───── Page text ─────
Australia Cuts Expose Growing Strain on US Coking Coal
By Siew Hua Seah
June 26, 2020 - The recent production cuts announced by Australian coking coal producers point to even greater cost pressures that their US counterparts are facing, as coking coal prices continue to bear the brunt of steel mills lowering output as they struggle with narrowing margins.
US-Australian mining firm Coronado Coal cut its production guidance to 16.5mn-17.0mn t for this year from 19.7mn-20.2mn t and took a $60-70mn write-down on the value of its Greenbier mine in the US, which is likely to be closed for the rest of this calendar year. Australian mining firm South32 cut 250 contractors from its Illawarra metallurgical coal division in New South Wales (NSW), with most job losses at its Appin mine. These recent production cuts follow on from similar moves by Peabody, AMCI and Stanmore Coal.
───── Information shown ─────
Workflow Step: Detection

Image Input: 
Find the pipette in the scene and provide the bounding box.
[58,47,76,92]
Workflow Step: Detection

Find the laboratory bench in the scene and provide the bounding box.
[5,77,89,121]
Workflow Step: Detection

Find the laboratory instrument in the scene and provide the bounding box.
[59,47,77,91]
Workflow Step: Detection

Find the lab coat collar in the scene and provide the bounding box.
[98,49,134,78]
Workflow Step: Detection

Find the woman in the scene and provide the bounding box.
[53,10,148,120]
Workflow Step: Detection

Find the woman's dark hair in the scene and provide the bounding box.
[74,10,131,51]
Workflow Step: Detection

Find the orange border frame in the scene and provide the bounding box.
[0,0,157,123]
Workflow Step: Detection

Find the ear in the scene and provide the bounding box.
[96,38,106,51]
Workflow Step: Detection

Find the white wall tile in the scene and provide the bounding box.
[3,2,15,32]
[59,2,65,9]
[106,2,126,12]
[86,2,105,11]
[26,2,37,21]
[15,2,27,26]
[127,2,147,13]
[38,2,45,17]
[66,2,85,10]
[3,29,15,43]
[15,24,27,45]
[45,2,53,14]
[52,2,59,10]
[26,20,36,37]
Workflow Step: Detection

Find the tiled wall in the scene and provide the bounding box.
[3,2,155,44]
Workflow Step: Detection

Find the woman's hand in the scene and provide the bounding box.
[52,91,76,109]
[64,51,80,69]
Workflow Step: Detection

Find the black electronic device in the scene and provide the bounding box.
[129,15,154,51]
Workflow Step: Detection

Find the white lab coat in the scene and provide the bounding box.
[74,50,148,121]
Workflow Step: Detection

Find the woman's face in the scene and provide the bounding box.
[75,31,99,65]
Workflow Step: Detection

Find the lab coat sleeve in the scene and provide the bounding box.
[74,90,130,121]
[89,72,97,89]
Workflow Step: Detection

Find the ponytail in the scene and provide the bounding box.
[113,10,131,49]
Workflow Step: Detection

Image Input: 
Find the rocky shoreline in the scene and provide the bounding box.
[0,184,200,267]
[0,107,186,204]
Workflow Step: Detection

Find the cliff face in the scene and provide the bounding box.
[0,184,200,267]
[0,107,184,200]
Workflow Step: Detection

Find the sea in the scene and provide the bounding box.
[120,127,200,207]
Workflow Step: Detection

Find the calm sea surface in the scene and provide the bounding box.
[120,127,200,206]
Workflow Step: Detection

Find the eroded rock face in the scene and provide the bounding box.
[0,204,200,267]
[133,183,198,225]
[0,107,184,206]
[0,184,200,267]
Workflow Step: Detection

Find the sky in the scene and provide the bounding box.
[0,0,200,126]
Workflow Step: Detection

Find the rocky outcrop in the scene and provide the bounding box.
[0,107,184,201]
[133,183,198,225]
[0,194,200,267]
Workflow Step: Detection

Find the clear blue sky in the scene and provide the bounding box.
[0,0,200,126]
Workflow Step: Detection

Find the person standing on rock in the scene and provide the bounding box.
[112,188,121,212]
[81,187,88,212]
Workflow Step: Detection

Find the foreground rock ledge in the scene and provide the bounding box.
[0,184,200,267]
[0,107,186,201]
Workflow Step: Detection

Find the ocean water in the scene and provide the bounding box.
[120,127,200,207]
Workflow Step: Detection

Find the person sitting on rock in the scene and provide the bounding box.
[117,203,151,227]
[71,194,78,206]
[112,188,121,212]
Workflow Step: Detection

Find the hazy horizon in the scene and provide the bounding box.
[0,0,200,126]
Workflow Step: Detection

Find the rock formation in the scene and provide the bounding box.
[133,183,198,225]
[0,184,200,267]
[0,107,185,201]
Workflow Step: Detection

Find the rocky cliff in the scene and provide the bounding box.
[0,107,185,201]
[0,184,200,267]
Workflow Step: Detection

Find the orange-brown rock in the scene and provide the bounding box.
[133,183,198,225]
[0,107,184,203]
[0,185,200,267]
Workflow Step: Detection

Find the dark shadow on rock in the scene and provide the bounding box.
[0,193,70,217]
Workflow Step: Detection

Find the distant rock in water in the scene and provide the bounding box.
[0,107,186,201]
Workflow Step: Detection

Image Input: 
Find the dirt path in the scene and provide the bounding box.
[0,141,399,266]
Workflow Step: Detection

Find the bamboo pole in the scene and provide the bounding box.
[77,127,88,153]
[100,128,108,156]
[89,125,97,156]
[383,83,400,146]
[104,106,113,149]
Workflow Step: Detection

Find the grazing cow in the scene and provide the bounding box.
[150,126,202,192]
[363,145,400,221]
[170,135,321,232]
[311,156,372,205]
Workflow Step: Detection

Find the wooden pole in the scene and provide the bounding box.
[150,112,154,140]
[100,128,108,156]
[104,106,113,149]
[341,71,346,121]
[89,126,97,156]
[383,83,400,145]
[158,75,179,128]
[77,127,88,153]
─────
> [How to complete this task]
Answer these questions from the coking coal article:
(a) What are steel mills struggling with as they lower output?
(b) To what range did Coronado Coal cut its production guidance for this year?
(c) Which three firms had already made moves similar to these production cuts?
The entries play no part in the work on the coking coal article.

> [Response to the task]
(a) Narrowing margins.
(b) 16.5mn-17.0mn t.
(c) Peabody, AMCI and Stanmore Coal.